__Wybrany tekst__
....................
Podtrzymać dobrą passę, Aston Villa vs Arsenal!
24.11.2012, 05:23, Damian Burchardt 1192 komentarzy
Po europejskich bojach w ramach tegorocznej edycji Ligi Mistrzów, w której Arsenal zwycięstwem nad Montpellier przypieczętował swój awans do następnej rundy elitarnych rozgrywek, nadeszła pora wrócić na krajowe podwórko. Tu czeka rywal pozornie niegroźny - The Villans z Birmingham – jednak czy w Premier League można mówić o łatwych rywalach? Bez względu na to jak zaprezentuje się Aston Villa, celem nadrzędnym jest oczywiście zwycięstwo na Villa Park, by gonić uciekającą czołówkę ligi.
Głosuj na mecz Arsenalu w ankiecie Canal+!
W zeszłym sezonie Aston Villa była zespołem, której mecze (poza ludźmi cierpiącymi na bezsenność) omijało się szerokim łukiem. Piłkarze z Birmingham remisowali spotkanie za spotkaniem, a ich przebieg „atrakcyjnością” powodował bóle brzucha. Teraz stan ten uległ zmianie, nie można jednak mówić, by ich kibice byli dzięki temu szczęśliwi. Owszem, The Villans grają mecze emocjonujące, zazwyczaj jednak wynika to z faktu, że tracą dużo bramek, jak z Southampton (1-4), Manchesterami United (2-3, prowadząc 2-0) i City (0-5). Trudno powiedzieć co dzieje się z drużyną Paula Lamberta. Szkoleniowiec, który dla Aston Villi zostawił wprowadzone przez siebie do ekstraklasy angielskiej Norwich City spodziewał się zapewne przynajmniej takich samych wyników na Villa Park, jakie osiągał będąc trenerem Kanarków. Tymczasem dotychczas spotyka go srogie rozczarowanie, jego obecny zespół znajduje się 7 pozycji niżej niż Norwich w poprzednim sezonie na tym samym etapie rozgrywek, a dokładniej w strefie spadkowej na 18. miejscu. Postawa Villi dziwić może tym bardziej, że przed sezonem drużyna ta wydała ponad 20 milionów funtów na wzmocnienia, sprowadzając między innymi świetnego Belga – Christiana Benteke – czy reprezentanta Holandii – Rona Vlaara. Fakty są jednak bezlitosne, Aston Villa przegrała 7 na 12 meczów tego sezonu, tracąc 22 bramki a strzelając zaledwie 10, co jest trzecim, najgorszym wynikiem w Premier League. Co więcej, The Villans na 18 ostatnich meczów u siebie wygrali zaledwie dwa razy, można więc tylko współczuć gromadzącym się na Villa Park kibicom.
....................
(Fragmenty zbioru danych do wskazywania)
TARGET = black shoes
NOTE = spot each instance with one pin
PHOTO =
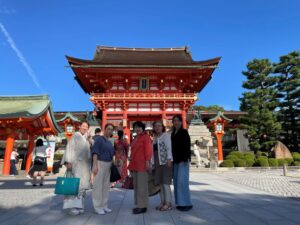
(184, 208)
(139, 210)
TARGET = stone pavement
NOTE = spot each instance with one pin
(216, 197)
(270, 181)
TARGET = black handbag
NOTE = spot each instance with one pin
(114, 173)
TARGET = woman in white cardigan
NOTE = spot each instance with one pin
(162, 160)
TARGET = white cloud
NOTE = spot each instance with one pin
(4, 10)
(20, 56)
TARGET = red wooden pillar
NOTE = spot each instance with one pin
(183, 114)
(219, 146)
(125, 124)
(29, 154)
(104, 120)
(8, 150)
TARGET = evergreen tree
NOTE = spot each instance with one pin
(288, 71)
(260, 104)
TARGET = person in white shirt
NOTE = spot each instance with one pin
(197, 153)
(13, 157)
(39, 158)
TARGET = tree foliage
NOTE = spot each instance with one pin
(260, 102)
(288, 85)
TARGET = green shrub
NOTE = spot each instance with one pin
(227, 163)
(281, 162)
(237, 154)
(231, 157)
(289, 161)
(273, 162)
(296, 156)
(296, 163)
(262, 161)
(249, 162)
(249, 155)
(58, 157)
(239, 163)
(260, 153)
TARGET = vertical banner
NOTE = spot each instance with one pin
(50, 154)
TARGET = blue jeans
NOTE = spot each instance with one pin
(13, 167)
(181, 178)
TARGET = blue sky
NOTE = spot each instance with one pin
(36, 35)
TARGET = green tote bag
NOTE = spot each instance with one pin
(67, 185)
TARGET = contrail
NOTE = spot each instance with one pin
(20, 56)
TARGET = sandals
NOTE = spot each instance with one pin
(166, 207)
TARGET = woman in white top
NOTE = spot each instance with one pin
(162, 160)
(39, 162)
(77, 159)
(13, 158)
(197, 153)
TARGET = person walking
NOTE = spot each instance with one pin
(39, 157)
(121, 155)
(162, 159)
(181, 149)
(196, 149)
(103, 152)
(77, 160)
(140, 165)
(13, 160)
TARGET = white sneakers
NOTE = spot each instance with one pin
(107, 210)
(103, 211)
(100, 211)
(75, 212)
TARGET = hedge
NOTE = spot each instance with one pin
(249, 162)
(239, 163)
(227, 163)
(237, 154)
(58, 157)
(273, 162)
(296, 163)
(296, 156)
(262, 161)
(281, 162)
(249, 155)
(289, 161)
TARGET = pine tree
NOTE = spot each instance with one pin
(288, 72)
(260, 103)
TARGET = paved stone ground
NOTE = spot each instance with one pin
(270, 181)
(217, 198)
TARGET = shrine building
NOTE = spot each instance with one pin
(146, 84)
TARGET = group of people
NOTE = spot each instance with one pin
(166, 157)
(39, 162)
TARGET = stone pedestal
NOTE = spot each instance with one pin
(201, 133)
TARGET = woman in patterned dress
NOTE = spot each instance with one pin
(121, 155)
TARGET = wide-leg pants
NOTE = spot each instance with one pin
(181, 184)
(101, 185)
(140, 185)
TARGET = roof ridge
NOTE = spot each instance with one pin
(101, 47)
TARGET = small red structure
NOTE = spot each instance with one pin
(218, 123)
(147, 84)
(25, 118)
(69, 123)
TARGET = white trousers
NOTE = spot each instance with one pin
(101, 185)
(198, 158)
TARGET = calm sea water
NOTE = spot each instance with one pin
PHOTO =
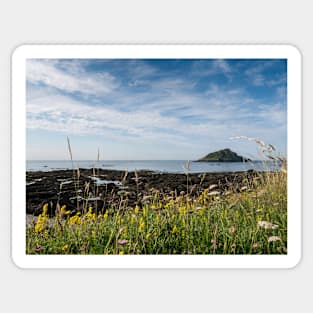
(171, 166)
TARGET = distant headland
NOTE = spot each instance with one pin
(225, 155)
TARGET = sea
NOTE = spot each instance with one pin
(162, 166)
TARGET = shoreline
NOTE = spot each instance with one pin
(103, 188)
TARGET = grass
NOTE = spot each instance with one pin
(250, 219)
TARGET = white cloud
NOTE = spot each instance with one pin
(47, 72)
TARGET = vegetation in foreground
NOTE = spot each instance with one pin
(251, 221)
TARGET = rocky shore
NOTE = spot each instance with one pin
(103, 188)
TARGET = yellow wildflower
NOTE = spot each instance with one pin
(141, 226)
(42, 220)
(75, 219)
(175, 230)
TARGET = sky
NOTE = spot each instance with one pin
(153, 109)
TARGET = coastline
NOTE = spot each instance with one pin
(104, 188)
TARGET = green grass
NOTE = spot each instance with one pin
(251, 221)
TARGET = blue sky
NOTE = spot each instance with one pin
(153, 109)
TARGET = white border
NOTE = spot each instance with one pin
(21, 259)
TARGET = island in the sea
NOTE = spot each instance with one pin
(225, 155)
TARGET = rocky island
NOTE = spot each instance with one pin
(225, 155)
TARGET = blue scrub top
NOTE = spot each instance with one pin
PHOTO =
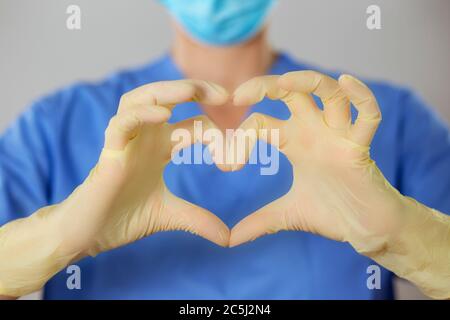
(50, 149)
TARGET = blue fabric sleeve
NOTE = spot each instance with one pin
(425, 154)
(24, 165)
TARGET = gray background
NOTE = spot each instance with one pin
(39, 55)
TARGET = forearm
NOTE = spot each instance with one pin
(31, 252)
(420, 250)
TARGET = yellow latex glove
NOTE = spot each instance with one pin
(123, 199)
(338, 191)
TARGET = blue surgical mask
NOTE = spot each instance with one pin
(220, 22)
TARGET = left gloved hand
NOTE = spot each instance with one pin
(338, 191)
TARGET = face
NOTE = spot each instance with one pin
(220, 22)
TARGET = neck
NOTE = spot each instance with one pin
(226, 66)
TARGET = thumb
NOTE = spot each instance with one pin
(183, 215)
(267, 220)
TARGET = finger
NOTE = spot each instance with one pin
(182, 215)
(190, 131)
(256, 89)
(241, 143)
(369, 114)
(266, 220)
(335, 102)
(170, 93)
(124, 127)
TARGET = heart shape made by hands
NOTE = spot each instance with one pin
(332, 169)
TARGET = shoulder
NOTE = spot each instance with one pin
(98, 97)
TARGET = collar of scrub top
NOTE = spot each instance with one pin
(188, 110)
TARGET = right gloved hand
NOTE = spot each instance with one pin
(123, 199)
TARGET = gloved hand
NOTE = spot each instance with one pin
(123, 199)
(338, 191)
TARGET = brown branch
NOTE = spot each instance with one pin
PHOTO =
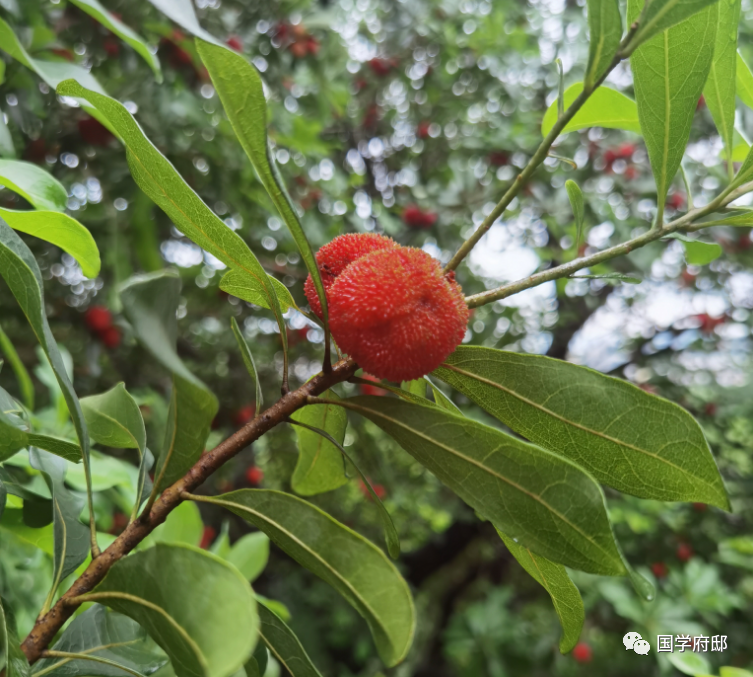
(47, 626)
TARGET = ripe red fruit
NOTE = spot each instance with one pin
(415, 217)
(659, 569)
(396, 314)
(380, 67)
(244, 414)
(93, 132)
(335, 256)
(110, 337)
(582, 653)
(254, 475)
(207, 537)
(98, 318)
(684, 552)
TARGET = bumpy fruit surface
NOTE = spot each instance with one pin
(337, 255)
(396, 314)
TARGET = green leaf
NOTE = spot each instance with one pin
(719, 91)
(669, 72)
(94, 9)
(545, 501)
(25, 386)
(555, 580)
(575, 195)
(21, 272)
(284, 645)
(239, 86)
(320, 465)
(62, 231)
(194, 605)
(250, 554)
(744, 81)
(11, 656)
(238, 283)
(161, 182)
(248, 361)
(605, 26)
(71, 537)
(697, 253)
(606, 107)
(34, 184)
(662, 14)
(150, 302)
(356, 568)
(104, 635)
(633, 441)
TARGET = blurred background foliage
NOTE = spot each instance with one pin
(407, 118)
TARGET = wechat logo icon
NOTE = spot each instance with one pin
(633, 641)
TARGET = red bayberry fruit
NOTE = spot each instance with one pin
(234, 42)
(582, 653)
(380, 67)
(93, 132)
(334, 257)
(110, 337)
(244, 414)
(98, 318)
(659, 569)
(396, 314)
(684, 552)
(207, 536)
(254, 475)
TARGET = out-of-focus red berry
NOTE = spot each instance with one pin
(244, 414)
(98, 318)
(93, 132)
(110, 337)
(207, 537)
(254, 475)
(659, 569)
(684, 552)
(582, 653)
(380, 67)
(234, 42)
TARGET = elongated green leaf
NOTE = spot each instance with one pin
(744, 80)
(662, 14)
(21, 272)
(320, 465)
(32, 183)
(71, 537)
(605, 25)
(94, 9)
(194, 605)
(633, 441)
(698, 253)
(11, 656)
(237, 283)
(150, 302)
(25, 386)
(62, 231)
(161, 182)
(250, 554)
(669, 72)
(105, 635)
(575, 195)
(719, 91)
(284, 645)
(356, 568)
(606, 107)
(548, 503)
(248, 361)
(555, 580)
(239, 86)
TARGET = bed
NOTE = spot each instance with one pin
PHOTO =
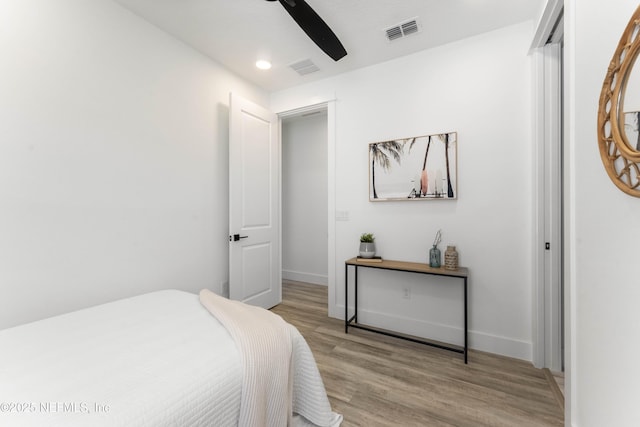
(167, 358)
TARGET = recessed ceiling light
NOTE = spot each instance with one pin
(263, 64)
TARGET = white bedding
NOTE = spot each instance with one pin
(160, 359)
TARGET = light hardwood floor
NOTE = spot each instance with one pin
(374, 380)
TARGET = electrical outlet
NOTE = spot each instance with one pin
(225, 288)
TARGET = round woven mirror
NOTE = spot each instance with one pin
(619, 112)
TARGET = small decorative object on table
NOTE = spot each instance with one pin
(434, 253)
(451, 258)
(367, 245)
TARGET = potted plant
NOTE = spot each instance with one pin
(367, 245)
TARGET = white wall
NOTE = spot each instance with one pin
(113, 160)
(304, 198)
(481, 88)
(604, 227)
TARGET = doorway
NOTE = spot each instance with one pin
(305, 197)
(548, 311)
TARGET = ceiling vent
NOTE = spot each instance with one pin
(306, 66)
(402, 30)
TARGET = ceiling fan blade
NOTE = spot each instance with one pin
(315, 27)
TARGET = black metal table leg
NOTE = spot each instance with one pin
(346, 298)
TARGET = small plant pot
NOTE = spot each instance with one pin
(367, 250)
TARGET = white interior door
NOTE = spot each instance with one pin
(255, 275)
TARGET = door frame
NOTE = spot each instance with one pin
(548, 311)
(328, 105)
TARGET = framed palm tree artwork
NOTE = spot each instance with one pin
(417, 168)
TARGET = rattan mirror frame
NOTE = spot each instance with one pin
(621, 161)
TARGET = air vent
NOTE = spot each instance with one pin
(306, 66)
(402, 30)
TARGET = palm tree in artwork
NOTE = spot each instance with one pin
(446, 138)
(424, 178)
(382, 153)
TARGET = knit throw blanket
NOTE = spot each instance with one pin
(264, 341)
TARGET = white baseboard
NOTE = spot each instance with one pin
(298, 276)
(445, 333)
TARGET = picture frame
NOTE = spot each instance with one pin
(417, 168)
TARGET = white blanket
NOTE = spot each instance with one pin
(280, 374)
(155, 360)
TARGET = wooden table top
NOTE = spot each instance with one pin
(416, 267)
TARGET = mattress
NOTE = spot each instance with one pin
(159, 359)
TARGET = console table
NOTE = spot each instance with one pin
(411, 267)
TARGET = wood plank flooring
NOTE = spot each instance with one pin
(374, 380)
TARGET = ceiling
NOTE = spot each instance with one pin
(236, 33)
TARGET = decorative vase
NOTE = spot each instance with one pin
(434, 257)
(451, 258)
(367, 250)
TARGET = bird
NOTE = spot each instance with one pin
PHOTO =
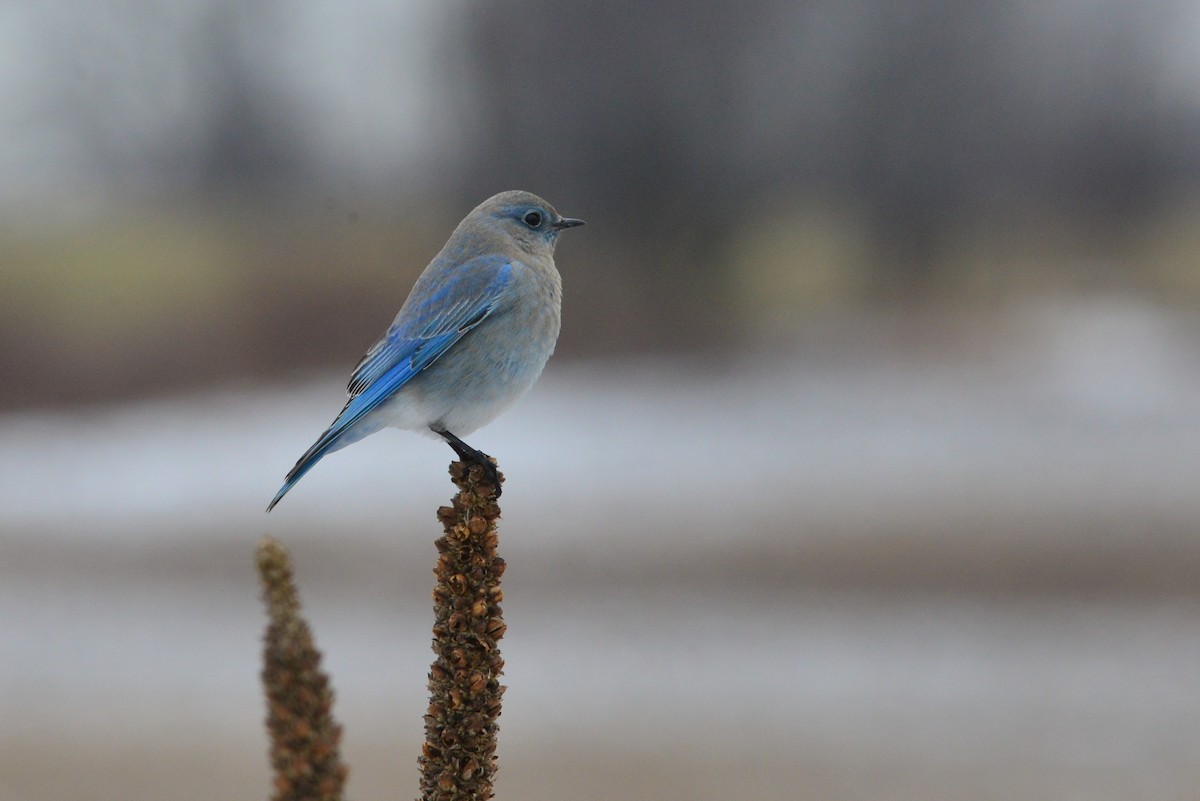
....................
__Treść zadań__
1) Na którym miejscu w tabeli znajduje się Aston Villa według zapowiedzi meczu Aston Villa – Arsenal?
2) Dopisz dalszą część zapowiedzi meczu Aston Villa – Arsenal, zaczynając zaraz po jej ostatnim zdaniu.
Wpisy stanowią materiał odrębny od zapowiedzi meczu Aston Villa – Arsenal.

__Odpowiedzi do zadań__
1) Na 18. miejscu, w strefie spadkowej.

2)
Na nieszczęście drużyny Lamberta składa się również fakt, że rywale, których będą gościć w sobotnie popołudnie, znajdują się obecnie w wyśmienitej formie. Arsenal, podbudowany ostatnim zwycięstwem 5-2 w derbowym meczu z Tottenhamem oraz pewny awansu do kolejnej fazy rozgrywek Ligi Mistrzów jest zdecydowanym faworytem czekającego nas spotkania. Kanonierzy poza tym przyjeżdżając na Villa Park, czują się tu jak ryby w wodzie. W ostatnich trzynastu meczach na tym stadionie podopieczni Wengera pozostawali niepokonani, wygrywając aż 7 razy. Wydaje się, że seria ta zostanie podtrzymana a znajdujący się w wyśmienitej dyspozycji Olivier Giroud czy Santi Cazorla będą mieli dobrą okazję do poprawienia w tym pojedynku indywidualnych statystyk. Przestrzegać jednak należy przed nadmiernym optymizmem i zbytnią pewnością siebie, rzadko się zdarza, by jakakolwiek drużyna zagrała dwa razy z rzędu tak źle jak Aston Villa we wspomnianym już meczu z mistrzami Anglii. W dodatku każdy fan The Gunners powinien mieć w pamięci wydarzenia z 29 stycznia bieżącego roku, gdy po pierwszej połowie meczu pomiędzy tymi zespołami na Emirates Stadium w ramach czwartej rundy FA Cup, Arsenal schodził do szatni z wynikiem 0-2.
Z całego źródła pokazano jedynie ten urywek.